Dataset entries
━━━━━━━━━━━━━━━━━━━━

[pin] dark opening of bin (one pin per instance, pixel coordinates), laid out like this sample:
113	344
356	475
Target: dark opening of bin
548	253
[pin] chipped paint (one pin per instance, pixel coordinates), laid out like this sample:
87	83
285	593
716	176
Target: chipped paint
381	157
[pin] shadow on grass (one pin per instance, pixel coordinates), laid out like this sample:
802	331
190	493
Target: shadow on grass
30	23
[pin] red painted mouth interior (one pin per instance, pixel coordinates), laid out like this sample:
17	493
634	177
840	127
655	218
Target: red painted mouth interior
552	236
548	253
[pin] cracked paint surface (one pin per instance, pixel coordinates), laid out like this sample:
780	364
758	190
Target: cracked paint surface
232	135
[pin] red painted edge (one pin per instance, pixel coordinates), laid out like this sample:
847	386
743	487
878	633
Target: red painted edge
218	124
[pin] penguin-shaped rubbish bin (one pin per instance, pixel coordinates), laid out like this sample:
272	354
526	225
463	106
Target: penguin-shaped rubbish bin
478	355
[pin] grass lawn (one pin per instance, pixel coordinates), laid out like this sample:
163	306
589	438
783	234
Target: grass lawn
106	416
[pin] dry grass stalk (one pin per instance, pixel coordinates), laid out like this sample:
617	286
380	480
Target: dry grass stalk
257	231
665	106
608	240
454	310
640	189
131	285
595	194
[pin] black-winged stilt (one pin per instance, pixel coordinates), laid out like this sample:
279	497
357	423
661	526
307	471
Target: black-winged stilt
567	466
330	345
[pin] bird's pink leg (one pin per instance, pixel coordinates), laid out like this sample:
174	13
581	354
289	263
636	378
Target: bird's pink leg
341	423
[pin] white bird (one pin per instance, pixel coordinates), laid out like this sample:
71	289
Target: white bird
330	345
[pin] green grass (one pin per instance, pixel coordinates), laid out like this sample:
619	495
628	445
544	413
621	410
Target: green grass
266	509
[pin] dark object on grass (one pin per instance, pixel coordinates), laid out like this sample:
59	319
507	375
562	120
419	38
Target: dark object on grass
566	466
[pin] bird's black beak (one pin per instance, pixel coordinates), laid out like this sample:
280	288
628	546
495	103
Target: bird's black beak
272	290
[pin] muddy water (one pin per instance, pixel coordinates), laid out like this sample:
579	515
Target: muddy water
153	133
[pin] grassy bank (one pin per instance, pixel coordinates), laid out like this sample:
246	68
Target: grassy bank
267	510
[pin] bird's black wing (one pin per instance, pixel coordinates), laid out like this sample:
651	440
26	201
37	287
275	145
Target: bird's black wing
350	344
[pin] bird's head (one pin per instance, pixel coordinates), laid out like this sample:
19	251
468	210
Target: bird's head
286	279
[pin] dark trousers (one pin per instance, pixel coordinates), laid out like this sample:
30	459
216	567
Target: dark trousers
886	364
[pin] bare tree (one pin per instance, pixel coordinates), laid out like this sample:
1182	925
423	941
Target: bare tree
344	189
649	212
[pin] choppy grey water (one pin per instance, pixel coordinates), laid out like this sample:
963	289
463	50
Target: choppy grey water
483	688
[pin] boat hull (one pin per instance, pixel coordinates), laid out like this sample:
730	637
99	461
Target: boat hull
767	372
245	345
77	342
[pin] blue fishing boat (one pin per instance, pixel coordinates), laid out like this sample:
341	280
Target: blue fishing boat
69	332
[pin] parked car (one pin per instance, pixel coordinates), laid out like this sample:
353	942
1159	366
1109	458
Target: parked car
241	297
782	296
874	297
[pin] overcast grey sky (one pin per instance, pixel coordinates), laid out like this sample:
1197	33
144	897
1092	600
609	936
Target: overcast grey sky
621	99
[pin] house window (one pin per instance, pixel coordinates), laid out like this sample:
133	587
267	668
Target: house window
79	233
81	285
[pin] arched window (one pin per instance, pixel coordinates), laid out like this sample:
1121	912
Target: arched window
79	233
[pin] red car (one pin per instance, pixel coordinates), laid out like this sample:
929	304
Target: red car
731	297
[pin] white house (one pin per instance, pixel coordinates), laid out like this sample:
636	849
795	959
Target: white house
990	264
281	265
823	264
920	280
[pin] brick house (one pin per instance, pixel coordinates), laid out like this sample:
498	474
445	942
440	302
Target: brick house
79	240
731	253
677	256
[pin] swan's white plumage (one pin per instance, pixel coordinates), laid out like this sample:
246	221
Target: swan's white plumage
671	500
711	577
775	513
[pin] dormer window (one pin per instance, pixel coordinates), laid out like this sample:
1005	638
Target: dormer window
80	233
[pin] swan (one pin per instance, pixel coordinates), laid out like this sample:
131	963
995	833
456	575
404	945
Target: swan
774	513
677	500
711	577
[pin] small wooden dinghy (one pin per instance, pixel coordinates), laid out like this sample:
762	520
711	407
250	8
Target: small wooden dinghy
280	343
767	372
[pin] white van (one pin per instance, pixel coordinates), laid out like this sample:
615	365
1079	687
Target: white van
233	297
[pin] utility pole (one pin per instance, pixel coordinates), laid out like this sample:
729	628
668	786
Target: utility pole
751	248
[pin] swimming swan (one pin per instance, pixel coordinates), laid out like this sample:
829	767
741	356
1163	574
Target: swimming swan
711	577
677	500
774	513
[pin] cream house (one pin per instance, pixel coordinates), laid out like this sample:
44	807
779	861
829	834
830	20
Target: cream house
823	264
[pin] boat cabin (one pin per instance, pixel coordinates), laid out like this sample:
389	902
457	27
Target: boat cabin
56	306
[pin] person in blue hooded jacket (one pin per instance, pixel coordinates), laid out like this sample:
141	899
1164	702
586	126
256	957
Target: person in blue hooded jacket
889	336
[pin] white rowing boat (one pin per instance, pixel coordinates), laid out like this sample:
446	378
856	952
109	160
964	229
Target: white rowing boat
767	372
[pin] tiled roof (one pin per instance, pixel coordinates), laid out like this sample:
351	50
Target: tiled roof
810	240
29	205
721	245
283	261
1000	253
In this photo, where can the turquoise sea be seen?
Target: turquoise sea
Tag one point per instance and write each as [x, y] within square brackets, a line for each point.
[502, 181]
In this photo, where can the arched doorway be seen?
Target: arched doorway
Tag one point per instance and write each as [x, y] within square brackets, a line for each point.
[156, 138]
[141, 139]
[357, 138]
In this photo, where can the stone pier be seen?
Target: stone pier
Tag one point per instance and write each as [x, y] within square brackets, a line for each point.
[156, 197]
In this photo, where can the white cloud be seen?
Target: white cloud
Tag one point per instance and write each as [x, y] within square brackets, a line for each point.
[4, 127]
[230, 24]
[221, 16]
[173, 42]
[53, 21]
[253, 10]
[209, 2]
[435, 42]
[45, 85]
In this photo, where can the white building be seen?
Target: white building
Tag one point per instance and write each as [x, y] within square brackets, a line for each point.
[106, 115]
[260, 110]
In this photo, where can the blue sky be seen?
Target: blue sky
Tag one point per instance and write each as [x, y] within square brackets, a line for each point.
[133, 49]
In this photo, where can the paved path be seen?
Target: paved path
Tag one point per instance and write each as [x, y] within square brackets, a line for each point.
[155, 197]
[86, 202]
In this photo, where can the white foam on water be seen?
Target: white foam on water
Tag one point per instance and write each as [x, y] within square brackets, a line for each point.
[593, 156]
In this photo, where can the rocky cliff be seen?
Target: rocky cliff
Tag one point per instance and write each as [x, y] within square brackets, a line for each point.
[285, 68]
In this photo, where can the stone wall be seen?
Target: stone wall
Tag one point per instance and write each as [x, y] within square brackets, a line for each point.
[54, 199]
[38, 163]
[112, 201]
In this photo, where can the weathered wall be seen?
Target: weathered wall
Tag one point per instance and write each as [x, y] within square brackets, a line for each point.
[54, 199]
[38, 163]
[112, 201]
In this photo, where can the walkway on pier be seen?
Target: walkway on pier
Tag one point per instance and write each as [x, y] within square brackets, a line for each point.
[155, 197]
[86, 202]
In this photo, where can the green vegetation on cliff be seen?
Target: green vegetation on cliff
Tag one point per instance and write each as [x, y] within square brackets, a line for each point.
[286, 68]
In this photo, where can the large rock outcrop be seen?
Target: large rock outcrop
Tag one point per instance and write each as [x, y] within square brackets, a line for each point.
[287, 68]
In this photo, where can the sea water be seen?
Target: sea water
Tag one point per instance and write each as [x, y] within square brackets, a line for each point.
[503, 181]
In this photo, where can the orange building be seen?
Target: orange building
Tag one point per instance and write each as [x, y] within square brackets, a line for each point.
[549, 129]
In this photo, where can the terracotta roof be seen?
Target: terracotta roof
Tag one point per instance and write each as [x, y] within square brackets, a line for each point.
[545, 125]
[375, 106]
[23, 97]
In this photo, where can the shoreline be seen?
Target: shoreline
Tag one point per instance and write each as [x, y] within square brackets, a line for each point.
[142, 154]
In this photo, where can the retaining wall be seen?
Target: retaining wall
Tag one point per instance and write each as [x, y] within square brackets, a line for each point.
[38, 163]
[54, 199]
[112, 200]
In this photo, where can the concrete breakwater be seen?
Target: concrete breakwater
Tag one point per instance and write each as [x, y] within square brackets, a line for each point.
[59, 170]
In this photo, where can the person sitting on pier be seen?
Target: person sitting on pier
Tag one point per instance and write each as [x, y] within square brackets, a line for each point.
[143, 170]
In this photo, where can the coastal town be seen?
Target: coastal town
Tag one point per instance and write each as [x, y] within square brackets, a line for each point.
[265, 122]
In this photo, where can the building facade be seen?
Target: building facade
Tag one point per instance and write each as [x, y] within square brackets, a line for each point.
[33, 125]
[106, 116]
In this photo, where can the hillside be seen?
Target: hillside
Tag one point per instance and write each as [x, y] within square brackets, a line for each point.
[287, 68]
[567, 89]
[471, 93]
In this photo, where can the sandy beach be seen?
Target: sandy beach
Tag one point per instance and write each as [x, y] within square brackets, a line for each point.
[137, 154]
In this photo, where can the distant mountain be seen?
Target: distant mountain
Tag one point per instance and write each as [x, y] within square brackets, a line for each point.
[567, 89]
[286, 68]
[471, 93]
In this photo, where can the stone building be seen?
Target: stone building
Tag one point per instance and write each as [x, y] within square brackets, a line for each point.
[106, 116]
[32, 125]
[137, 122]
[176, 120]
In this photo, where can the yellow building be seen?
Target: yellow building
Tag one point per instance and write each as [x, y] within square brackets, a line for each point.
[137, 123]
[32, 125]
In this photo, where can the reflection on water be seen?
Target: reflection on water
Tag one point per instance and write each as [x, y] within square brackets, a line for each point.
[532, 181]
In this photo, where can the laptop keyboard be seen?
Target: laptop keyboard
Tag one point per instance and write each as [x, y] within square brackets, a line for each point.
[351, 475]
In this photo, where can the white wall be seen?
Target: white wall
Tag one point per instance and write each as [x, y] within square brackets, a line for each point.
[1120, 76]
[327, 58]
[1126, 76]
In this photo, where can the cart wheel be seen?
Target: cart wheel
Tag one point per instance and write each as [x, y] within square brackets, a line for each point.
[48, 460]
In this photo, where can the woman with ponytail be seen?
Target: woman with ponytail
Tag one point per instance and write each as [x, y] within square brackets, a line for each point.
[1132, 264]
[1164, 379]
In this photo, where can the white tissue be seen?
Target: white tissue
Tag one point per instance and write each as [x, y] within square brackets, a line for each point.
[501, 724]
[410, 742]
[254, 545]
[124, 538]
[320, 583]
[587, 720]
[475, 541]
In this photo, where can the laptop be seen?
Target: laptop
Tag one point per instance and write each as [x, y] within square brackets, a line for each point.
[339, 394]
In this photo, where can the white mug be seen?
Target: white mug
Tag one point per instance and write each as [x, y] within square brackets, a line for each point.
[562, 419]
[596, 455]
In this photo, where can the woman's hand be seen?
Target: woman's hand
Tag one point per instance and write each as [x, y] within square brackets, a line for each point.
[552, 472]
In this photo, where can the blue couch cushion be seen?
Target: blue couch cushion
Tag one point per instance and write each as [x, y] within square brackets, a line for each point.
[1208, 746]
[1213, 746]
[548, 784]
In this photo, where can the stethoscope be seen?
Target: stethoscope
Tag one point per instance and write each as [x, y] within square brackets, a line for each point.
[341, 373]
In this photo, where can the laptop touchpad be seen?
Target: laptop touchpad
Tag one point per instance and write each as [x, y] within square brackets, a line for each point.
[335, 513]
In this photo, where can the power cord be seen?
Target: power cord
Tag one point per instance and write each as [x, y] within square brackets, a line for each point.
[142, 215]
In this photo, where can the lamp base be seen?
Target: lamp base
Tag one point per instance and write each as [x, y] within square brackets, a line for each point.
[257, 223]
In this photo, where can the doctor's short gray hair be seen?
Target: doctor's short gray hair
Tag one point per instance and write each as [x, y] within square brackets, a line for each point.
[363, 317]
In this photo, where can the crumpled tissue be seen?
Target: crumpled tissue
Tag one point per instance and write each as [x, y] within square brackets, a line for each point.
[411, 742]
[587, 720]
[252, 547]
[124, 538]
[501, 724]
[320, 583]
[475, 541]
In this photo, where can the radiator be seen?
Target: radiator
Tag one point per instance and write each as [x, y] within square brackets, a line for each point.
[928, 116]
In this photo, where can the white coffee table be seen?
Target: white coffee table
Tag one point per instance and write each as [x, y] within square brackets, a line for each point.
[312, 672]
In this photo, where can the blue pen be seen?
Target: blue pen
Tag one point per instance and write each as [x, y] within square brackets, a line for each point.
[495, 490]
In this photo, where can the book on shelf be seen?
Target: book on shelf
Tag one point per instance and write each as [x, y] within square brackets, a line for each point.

━━━━━━━━━━━━━━━━━━━━

Reply with nothing but the number of lines in the data that include the word "cloud".

Problem solution: 2